**TASK REQUIREMENTS:** Please count the lines in the listing below that contain the word "handle" and reply with only that number.

**MATERIAL PROVIDED:**
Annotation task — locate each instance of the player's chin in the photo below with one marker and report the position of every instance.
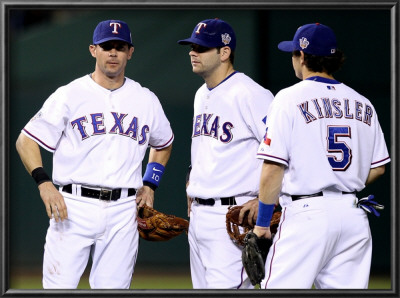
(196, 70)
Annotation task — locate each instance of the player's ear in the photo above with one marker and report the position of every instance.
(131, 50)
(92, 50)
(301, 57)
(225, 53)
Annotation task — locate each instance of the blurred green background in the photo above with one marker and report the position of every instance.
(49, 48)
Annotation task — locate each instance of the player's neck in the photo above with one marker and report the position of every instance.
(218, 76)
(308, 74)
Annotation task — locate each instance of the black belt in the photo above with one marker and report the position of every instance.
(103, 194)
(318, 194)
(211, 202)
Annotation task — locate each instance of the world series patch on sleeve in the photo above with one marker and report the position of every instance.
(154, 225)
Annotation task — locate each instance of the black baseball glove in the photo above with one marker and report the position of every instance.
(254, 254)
* * *
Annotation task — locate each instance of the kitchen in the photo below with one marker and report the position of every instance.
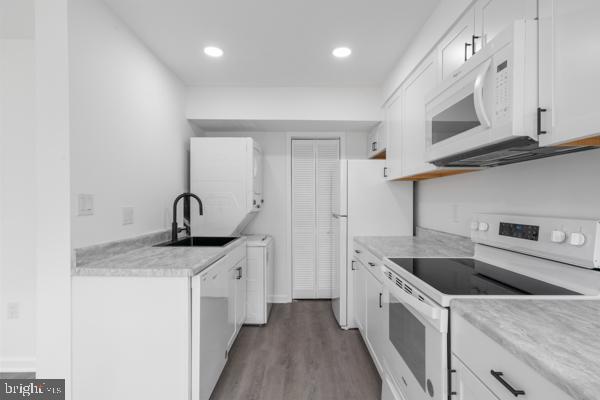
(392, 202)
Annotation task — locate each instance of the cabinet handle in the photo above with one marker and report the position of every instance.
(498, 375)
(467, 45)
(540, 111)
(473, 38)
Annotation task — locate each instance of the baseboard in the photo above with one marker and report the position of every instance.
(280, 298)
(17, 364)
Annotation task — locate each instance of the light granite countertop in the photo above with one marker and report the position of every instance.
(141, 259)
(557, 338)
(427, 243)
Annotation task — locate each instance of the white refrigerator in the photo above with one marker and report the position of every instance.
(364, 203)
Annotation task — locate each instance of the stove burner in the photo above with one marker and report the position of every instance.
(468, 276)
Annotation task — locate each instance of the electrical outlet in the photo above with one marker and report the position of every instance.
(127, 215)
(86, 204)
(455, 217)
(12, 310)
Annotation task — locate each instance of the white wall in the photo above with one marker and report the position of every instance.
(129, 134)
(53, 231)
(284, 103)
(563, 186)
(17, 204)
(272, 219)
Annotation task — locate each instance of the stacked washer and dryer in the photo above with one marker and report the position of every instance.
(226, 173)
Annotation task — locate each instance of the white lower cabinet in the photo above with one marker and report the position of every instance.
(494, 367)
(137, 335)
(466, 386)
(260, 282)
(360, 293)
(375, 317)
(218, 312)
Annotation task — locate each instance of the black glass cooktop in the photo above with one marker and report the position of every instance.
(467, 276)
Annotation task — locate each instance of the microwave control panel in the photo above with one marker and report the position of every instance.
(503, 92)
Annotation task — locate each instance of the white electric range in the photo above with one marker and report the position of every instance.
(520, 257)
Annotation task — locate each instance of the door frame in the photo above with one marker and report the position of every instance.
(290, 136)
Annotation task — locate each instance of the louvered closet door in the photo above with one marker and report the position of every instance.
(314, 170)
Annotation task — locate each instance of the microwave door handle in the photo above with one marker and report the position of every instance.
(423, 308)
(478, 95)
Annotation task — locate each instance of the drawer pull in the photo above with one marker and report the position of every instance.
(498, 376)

**THE RESULT:** 2